_WHAT YOU HAVE TO DO_
Write each line out exactly, leaving none out.

## start

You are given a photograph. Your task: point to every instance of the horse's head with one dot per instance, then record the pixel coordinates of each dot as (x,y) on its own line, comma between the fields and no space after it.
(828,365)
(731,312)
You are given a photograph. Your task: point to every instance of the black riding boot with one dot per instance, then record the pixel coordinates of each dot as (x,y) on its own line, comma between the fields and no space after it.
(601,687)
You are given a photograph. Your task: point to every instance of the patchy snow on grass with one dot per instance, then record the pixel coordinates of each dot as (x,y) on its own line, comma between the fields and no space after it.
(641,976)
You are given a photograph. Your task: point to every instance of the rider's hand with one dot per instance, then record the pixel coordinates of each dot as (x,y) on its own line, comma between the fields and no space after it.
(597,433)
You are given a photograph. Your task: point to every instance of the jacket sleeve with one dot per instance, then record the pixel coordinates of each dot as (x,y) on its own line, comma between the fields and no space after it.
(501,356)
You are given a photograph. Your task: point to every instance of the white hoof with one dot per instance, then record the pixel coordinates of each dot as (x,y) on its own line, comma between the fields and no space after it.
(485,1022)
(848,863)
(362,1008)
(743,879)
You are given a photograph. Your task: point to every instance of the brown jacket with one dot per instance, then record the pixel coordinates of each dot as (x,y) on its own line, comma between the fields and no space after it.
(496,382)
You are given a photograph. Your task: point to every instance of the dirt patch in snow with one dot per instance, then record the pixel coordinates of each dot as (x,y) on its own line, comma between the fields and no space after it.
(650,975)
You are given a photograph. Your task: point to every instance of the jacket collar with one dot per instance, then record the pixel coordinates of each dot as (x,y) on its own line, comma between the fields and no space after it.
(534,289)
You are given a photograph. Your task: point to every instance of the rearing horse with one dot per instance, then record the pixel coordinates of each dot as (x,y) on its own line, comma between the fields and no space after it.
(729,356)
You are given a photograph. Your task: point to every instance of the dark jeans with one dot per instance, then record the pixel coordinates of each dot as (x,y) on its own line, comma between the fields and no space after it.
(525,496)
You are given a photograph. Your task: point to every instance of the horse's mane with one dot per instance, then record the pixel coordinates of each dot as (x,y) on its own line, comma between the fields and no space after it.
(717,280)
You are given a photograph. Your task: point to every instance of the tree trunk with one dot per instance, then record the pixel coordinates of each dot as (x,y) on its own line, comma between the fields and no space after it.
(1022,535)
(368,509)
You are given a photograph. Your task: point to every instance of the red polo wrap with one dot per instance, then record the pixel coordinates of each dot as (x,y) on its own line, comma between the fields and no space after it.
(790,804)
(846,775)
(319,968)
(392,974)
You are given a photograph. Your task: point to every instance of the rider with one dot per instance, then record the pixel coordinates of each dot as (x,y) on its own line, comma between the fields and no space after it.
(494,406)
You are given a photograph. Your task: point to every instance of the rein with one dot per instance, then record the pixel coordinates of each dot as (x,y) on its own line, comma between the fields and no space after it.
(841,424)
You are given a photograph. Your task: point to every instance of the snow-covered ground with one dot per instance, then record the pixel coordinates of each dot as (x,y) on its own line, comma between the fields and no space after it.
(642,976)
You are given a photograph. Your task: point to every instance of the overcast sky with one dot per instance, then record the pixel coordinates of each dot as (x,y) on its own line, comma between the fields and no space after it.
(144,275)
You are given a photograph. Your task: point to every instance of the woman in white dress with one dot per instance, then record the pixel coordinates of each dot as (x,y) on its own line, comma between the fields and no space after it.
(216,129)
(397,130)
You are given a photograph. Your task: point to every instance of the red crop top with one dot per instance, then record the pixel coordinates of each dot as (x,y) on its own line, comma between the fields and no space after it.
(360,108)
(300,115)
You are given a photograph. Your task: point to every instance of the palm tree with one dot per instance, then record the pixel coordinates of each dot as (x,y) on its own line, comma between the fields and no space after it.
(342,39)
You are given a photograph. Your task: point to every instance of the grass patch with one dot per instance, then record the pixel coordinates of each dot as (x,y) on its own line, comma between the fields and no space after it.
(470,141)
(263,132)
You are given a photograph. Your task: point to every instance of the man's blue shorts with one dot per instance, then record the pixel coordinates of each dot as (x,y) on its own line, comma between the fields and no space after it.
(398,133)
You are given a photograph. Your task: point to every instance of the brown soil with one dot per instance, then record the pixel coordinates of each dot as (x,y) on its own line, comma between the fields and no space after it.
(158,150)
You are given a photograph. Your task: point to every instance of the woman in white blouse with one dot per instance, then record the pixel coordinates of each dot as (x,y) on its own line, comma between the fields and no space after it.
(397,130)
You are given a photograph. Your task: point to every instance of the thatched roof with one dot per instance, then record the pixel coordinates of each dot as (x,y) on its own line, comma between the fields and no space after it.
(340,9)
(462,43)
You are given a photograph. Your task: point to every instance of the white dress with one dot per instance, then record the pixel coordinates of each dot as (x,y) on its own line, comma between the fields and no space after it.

## end

_THE COMPLETED TASK_
You are given a photograph. Your task: point to every instance of the horse's head with one dot per instance, then record the pixel coordinates of each dot as (x,y) on its own line, comma between the fields and no space after it.
(828,365)
(731,312)
You are given a photograph. Your task: point to every instance of the black riding boot with one dot per instance, then record the pixel coordinates of each dot as (x,y) on its own line, comma between the fields and no space after it.
(601,687)
You are given a photograph. Your task: point to every instance of the patchy snow on grass with one dot per instance, then record the pixel coordinates of each dot as (x,y) on its own line, comma between the fields and no space after it.
(641,976)
You are given a photograph. Your task: point to every instance of the rider's hand with one dot per instance, then record the pixel coordinates of each dot as (x,y) on its own line, comma between the fields and no space after it.
(597,433)
You are given a photograph. Your task: point to every instance of the jacket sleeve with one dot per instance, then record the pixel coordinates of each dot as (x,y) on its own line, comma between the fields and no space after it.
(501,356)
You are given a photograph. Your task: point to every instance of the white hoof with one dot per instance, then record the pixel coordinates of each dot as (x,y) on its own line, comma between the fields and no space after it.
(485,1022)
(848,863)
(362,1008)
(743,879)
You are given a photograph. Your task: point to every instance of the brown jacket with one dot per instance, then record the pixel coordinates of each dot as (x,y) on its own line, comma between the fields and no space after it.
(496,382)
You are given a photograph. Your task: point to every instance of the dirt patch in snow with one dot per instance, then record the pixel coordinates of each dot as (x,y) on its own line, comma between the fields and no space after it.
(650,975)
You are given a photograph. Your task: point to every instance of the jacket collar with one dot per instance, then record the pixel coordinates of each dot as (x,y) on its own line, comma between the fields and no space after it.
(534,289)
You are given a photograph. Your task: point to every instance of the rearing horse with one dot per instance, then record the pixel coordinates of each dot as (x,y) on its own line, comma between the fields and no space after it.
(729,356)
You are given a photograph. Your task: point to every instance of the dark jeans with one dot per instance, then record the pixel coordinates of each dot as (x,y) on its own line, comma between the fields and no space after it.
(525,496)
You are given a photograph. Your task: point to every instance of the horse's mane with one dot per instance, then record the pixel coordinates of each dot as (x,y) on its own line, comma between the fields and no space after it.
(717,280)
You are given a photograph. Your task: point to every instance of the tree trunk with one dot per instance, then record the pixel coordinates of each dot as (x,y) on its own line, comma between the fields and no space after it.
(1022,535)
(368,509)
You are given a photograph. Your task: point to every instance of the red polo wrap with one dot per instance, then record the pixel coordinates of each dot as (x,y) on its own line, comma between the fields and no space after it.
(790,804)
(846,775)
(319,968)
(392,974)
You are given a photograph. Your task: point to every instance of the rider with one dot per instance, then record the pixel coordinates of each dot as (x,y) on its own line, comma between the fields and no space after it.
(494,406)
You are given a photograph. Your task: point to every instance of the rein with one dot per instance, then record the pixel coordinates of each dot as (x,y) on its own line, comma between the fields and no space after it.
(841,424)
You are given a photograph. Your task: point to every instance of the snow-covered ground with one dot per instance, then record the pixel coordinates of each dot as (x,y) on its own line, comma between the fields and no space after it.
(642,976)
You are given a photograph. Your task: point to every instance of the overcast sky with one dot per instance, then record the pixel coordinates of each dot as (x,y) on its own line, comma between the fields and no space after it.
(144,275)
You are given a photograph. Your task: point to every instance of the woman in white dress with one dot per instance, then record the pixel coordinates of each dot as (x,y) on its own line, comma between the fields and no space after it.
(216,129)
(397,130)
You are given a photograph. Your task: point to every instance of the red crop top with one dot per instance, then record the pixel coordinates of each dot as (x,y) on its own line, comma between the fields and no space after it.
(360,108)
(300,115)
You are given a photograph. Your task: point to every instance of the palm tree with one dot per instance, then record the pixel coordinates of each dot as (x,y) on its own line, comma between the fields and no space after it.
(342,39)
You are given a photograph. Your task: point to every instance of the grass patch with one dot per instance, then record the pixel coordinates of each dot as (x,y) on its own line, comma between the fields and no space after it.
(470,141)
(263,132)
You are given a photograph. Your task: point to every instance of the man's blue shorts with one dot per instance, then record the pixel coordinates of each dot as (x,y) on its own line, comma between the fields and no space after it.
(398,133)
You are given a photograph. Your task: point to every instance of the brown soil with one dot per instance, then record the pixel coordinates of each dot as (x,y) on its own line, comma between the fields and no space after it.
(158,150)
You are given a photograph. Your task: point to every instance of the woman in white blouse with one dot per instance, then record the pixel coordinates of each dot as (x,y) on its own line, comma between the fields and no space after it.
(397,130)
You are given a photograph. Your task: point to every instance of the thatched roof with one dot per instance, then record the pixel coordinates of each dot as (x,y) on its own line, comma between the fields and no space after it.
(340,9)
(462,43)
You are given a photograph. Your task: point to every instance of the white dress with one dot per instance, then record the pixel coordinates of each dot as (x,y) on its own line, comma between the fields and no space after it.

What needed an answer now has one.